* **ITEMS**
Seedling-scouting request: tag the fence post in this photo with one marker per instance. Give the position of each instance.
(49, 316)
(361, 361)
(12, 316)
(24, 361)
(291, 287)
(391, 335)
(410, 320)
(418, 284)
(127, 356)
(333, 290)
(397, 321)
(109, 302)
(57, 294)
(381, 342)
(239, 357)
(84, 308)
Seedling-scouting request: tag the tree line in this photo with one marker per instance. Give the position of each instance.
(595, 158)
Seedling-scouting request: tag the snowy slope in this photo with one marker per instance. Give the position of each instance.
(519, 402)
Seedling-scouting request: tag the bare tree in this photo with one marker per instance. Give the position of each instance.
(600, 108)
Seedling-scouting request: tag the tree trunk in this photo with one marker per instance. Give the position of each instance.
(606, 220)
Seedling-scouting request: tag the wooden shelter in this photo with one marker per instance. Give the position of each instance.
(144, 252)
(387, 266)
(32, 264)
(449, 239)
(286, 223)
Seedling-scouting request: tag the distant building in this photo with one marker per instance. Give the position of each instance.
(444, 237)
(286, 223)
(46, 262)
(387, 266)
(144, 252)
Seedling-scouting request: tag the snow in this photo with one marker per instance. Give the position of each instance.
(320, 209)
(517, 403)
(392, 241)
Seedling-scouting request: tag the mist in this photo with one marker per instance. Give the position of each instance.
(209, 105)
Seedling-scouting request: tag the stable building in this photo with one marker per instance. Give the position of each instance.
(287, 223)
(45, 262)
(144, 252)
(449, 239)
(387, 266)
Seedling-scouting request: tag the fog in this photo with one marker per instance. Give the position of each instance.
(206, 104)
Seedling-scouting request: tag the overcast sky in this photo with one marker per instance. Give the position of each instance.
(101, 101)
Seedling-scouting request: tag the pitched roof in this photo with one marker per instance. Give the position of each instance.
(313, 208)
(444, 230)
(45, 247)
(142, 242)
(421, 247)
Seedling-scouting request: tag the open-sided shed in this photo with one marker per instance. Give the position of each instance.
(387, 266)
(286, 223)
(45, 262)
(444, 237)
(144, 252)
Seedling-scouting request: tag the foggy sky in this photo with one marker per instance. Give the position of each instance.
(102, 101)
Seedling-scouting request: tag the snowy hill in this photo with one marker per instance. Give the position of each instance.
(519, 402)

* **WHAT IS NEEDED**
Update the records by changing every "one marker per instance" to "a single marker per instance" and leaving the rest of each line untouched.

* **ANSWER TO THIS PROBLEM**
Seedling-scouting request: tag the fence post in this photo with a single marker per instance. Give the position of each instance.
(49, 316)
(361, 361)
(12, 316)
(24, 361)
(291, 287)
(391, 335)
(410, 320)
(418, 284)
(127, 356)
(333, 290)
(397, 321)
(109, 302)
(57, 294)
(381, 342)
(239, 357)
(84, 308)
Seedling-scouting request: tag the tree line in this photo with a single marker per instance. Give the position of each instance.
(595, 158)
Seedling-scouting request: tag the snowy slope in this photo with a single marker per instance. Give the position of each instance.
(519, 402)
Seedling-scouting request: tag the bare tree in this photo with a single marker per instance. Give the position of each instance.
(600, 108)
Seedling-scouting request: tag the tree trunk in this photo with a single marker per instance. Give the position of each instance.
(606, 220)
Seedling-scouting request: tag the wooden shelter in this photo with a single marker per instance. Give the position of each instance.
(144, 252)
(387, 266)
(32, 264)
(449, 239)
(286, 223)
Seedling-scouting request: tag the distant building in this photo with a single marker per instance. Give the position of each instance.
(444, 237)
(286, 223)
(46, 262)
(387, 266)
(144, 252)
Seedling-scouting request: tag the snow in this photo with a single marker per instance. Give the position of each instance.
(320, 209)
(517, 403)
(392, 241)
Seedling-scouting request: tag the mist in this photo with a single marker per instance. Give the position of each instance.
(209, 105)
Seedling-scouting request: tag the stable building in this photo with a single marker per instance. Give the position of each instance.
(287, 223)
(45, 262)
(144, 252)
(449, 239)
(387, 266)
Seedling-scouting request: tag the fog in this photo with a single marker per instance. Give the position of each instance.
(206, 104)
Seedling-scouting request: tag the overcast sky in this photo with a single marker per instance. Give the position of each instance.
(101, 101)
Seedling-scouting request: tag the pitched roof in this photo with a single marker per instance. Give the position of each instance.
(313, 208)
(444, 230)
(45, 247)
(142, 242)
(421, 247)
Seedling-scouting request: tag the open-sided shed in this photo with a single marker per instance. Give the position of each instance.
(387, 266)
(286, 223)
(45, 262)
(444, 237)
(144, 252)
Seedling-scouting request: tag the foggy sky in this photo with a single marker per instance. Give the position of each instance.
(102, 101)
Seedling-scouting request: tag the snowy hill in this photo with a single marker per instance. Give the position of each instance.
(519, 402)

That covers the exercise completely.